--- GIVEN EXERCISE ---
Locate every line in the material that contains the word "outline" and copy each of those lines.

--- Annotation dataset entries ---
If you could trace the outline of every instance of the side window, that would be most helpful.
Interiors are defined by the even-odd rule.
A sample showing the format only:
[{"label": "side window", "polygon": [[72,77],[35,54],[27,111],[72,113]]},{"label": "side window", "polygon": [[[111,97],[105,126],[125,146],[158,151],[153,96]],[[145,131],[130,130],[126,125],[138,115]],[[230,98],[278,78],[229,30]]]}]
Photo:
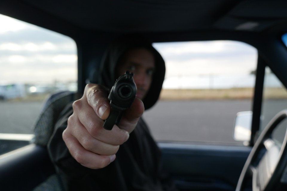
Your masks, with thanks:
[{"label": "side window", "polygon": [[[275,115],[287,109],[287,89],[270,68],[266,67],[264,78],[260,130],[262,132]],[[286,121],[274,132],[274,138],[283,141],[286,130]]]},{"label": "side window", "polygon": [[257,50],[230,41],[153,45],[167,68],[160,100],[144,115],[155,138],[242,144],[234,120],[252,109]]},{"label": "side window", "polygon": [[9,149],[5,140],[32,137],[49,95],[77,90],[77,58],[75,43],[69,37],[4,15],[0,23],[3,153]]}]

---

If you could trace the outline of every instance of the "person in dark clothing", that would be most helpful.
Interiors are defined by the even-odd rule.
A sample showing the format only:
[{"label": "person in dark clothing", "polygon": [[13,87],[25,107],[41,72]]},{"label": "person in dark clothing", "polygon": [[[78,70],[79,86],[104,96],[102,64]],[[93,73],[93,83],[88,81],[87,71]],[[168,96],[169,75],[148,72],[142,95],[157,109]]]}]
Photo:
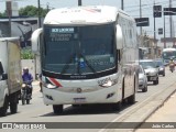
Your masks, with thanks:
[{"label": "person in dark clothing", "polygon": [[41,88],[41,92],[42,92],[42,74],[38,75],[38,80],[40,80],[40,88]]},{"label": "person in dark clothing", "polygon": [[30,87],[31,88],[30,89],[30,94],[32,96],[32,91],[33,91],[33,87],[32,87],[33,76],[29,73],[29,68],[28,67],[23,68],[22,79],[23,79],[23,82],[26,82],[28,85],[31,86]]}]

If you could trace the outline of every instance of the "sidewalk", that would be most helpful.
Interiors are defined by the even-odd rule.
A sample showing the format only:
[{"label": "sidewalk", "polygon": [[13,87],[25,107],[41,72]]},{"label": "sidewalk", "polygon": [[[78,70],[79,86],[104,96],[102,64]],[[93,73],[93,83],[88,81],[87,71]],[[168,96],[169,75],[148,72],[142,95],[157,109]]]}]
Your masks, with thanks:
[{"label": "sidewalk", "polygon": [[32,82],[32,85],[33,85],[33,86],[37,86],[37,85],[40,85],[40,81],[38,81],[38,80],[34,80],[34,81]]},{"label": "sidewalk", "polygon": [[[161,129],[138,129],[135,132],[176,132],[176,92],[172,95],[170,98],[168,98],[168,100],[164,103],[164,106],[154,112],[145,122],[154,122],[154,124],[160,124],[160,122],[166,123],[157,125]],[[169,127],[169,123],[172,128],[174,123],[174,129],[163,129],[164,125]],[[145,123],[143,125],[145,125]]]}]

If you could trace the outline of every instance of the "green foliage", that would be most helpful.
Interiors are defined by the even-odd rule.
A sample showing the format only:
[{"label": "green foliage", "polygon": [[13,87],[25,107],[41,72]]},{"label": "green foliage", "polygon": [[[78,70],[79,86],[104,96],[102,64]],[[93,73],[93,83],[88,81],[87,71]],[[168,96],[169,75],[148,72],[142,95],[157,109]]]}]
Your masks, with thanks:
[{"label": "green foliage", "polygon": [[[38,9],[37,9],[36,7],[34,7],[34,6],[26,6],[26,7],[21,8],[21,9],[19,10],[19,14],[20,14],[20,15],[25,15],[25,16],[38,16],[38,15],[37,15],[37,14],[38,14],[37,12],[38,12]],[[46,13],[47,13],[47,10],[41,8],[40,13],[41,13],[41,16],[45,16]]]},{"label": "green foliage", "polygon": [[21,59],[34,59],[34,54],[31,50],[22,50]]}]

--- ANSWER TO THIS TASK ---
If you could trace the outline of every instance of the side window, that would be most helpful.
If you could trace the outline of every instance of the "person in dark clothing", that would be most helpful.
If you could trace the outline of every instance of the "sidewalk", that would be most helpful.
If you could trace the outline of every instance of the "green foliage", that would be most helpful.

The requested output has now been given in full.